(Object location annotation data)
□ □ □

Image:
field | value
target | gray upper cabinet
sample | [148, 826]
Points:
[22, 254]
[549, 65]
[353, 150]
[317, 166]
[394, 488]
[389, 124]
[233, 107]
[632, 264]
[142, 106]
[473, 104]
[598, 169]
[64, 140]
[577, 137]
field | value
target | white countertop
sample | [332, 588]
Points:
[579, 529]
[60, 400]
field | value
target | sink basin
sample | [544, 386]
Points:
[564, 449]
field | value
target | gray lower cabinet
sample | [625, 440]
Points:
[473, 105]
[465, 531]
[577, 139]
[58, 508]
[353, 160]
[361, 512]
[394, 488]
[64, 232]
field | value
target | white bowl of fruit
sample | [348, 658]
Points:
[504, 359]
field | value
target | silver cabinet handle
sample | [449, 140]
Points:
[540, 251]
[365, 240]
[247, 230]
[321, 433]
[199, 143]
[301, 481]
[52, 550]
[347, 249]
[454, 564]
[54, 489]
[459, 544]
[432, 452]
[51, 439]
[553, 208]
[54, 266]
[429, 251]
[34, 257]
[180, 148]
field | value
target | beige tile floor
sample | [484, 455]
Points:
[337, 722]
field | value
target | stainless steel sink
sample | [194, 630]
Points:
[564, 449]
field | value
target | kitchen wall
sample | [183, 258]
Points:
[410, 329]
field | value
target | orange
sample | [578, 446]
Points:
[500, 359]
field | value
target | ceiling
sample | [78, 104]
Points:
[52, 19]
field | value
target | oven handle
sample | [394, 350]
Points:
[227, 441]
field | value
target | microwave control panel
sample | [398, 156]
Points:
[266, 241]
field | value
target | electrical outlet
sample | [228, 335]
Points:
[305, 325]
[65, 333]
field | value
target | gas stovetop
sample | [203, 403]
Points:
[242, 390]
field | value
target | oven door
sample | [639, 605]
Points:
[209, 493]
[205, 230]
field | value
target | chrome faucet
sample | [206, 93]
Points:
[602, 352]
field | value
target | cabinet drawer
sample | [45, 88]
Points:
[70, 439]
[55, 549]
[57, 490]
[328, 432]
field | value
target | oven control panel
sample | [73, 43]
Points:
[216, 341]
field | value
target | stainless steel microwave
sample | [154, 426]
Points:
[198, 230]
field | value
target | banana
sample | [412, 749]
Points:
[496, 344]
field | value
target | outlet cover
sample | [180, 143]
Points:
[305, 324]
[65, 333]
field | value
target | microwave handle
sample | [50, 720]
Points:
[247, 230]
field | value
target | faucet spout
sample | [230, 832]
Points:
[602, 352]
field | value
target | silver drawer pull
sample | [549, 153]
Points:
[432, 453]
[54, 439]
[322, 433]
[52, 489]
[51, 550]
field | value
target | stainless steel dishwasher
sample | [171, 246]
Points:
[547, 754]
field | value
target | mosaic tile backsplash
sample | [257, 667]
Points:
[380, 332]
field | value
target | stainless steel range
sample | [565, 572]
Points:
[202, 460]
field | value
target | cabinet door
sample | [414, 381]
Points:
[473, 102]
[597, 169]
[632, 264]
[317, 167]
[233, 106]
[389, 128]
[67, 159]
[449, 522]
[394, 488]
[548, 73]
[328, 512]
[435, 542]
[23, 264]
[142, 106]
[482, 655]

□ □ □

**Goal**
Make an exact copy of every line in the data.

**The reply**
Image:
field | value
target | gray upper cabinet
sample | [148, 826]
Points:
[22, 254]
[549, 65]
[353, 150]
[317, 166]
[394, 488]
[389, 124]
[233, 107]
[632, 264]
[142, 106]
[473, 104]
[598, 169]
[64, 140]
[577, 137]
field | value
target | white countertop
sample | [332, 588]
Points:
[579, 529]
[60, 400]
field | value
target | sink basin
sample | [544, 386]
Points:
[564, 449]
field | value
target | gray lower cabinet
sample | [625, 440]
Points:
[473, 105]
[465, 531]
[577, 139]
[58, 508]
[353, 160]
[361, 512]
[394, 488]
[64, 232]
field | value
target | white bowl of fruit
sample | [348, 658]
Points:
[504, 359]
field | value
target | silver cabinet handle
sample | [449, 140]
Points:
[540, 251]
[365, 240]
[247, 230]
[321, 433]
[199, 143]
[301, 481]
[52, 550]
[347, 249]
[454, 564]
[54, 489]
[459, 544]
[432, 452]
[51, 439]
[553, 208]
[54, 266]
[429, 251]
[34, 257]
[180, 148]
field | value
target | beige tile floor
sample | [484, 455]
Points:
[337, 722]
field | value
target | stainless steel sink
sample | [194, 630]
Points:
[564, 449]
field | value
target | kitchen wall
sample | [183, 258]
Points:
[410, 329]
field | value
target | orange
sample | [578, 446]
Points:
[500, 359]
field | value
target | ceiling
sample | [78, 104]
Points:
[52, 19]
field | value
target | oven handle
sample | [394, 350]
Points:
[227, 441]
field | value
target | microwave control panel
sample | [398, 156]
Points:
[266, 241]
field | value
target | electrical outlet
sample | [228, 335]
Points:
[305, 325]
[65, 333]
field | value
target | gas stovetop
sample | [203, 403]
Points:
[242, 390]
field | value
target | oven door
sample | [639, 605]
Points:
[209, 493]
[205, 230]
field | value
target | chrome faucet
sample | [206, 93]
Points:
[602, 352]
field | value
target | cabinet drawer
sample | [45, 88]
Points:
[70, 439]
[55, 549]
[57, 490]
[328, 432]
field | value
target | oven control panel
sample | [73, 43]
Points:
[216, 341]
field | value
target | stainless steel microwave
sample | [154, 426]
Points:
[198, 230]
field | value
target | banana
sample | [412, 749]
Points:
[496, 344]
field | value
target | outlet cover
sample | [180, 143]
Points:
[305, 324]
[65, 333]
field | value
target | microwave handle
sample | [50, 720]
Points:
[247, 230]
field | value
target | faucet spout
sample | [230, 832]
Points:
[602, 352]
field | value
target | silver drawer pull
sample | [549, 153]
Points:
[432, 453]
[54, 439]
[322, 433]
[52, 489]
[51, 550]
field | value
target | stainless steel dishwasher
sample | [171, 246]
Points:
[547, 754]
field | value
target | mosaic tile backsplash
sample | [257, 667]
Points:
[380, 332]
field | value
target | stainless steel range
sample | [565, 572]
Points:
[202, 460]
field | value
target | cabinet door
sample | [414, 381]
Points:
[473, 102]
[597, 169]
[632, 264]
[317, 167]
[233, 106]
[389, 128]
[67, 159]
[449, 522]
[394, 488]
[548, 73]
[328, 512]
[435, 542]
[23, 264]
[142, 106]
[482, 655]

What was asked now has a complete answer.